YOUR TASK:
Please count the lines of the material below that contain the string "sign", treating uppercase and lowercase as different. Give only the number.

Records taken from a dataset:
----------------

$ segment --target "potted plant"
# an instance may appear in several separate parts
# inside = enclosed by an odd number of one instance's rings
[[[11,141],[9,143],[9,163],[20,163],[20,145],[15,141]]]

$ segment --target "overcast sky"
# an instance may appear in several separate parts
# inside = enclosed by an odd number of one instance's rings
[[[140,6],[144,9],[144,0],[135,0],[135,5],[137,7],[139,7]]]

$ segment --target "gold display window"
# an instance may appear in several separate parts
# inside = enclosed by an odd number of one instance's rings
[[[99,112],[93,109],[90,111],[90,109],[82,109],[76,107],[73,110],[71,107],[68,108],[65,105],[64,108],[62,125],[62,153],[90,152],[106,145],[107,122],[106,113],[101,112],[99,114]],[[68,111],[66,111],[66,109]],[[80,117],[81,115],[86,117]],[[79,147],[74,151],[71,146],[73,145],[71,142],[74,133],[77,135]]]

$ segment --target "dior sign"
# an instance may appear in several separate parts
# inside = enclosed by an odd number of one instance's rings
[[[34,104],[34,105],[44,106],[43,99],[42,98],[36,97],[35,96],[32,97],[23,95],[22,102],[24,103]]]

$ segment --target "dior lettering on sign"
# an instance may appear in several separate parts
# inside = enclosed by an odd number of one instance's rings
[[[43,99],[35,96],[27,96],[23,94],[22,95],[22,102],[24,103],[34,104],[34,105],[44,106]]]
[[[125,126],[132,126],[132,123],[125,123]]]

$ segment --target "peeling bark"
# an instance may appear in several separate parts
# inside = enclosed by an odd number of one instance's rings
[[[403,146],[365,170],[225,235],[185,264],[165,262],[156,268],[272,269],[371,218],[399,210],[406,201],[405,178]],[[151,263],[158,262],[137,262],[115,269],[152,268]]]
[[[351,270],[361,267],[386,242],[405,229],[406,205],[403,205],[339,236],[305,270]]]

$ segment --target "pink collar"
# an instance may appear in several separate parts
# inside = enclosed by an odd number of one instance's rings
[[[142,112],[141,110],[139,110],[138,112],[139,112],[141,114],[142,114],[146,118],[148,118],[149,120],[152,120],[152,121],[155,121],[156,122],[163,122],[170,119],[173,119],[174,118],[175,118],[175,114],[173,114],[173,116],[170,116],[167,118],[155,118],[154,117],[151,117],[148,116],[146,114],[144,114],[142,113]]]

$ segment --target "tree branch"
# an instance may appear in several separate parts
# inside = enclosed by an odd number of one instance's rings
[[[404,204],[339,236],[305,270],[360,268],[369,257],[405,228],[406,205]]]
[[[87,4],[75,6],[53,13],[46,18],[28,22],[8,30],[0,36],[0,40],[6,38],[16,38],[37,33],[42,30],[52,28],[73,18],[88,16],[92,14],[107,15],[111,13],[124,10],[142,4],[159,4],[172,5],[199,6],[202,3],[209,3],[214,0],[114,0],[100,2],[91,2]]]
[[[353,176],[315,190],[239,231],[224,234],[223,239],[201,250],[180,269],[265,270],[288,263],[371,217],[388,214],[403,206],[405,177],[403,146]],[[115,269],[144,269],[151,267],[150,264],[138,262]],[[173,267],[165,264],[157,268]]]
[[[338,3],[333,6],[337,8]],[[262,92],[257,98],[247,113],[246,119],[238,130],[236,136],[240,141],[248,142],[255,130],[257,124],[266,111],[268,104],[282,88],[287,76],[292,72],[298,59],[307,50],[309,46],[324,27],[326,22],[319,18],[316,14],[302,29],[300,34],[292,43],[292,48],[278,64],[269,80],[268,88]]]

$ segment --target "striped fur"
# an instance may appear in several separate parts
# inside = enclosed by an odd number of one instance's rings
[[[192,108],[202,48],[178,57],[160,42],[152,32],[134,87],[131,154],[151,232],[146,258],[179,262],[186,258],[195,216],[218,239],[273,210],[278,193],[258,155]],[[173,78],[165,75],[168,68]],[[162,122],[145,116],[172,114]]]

----------------

CORRECT OUTPUT:
2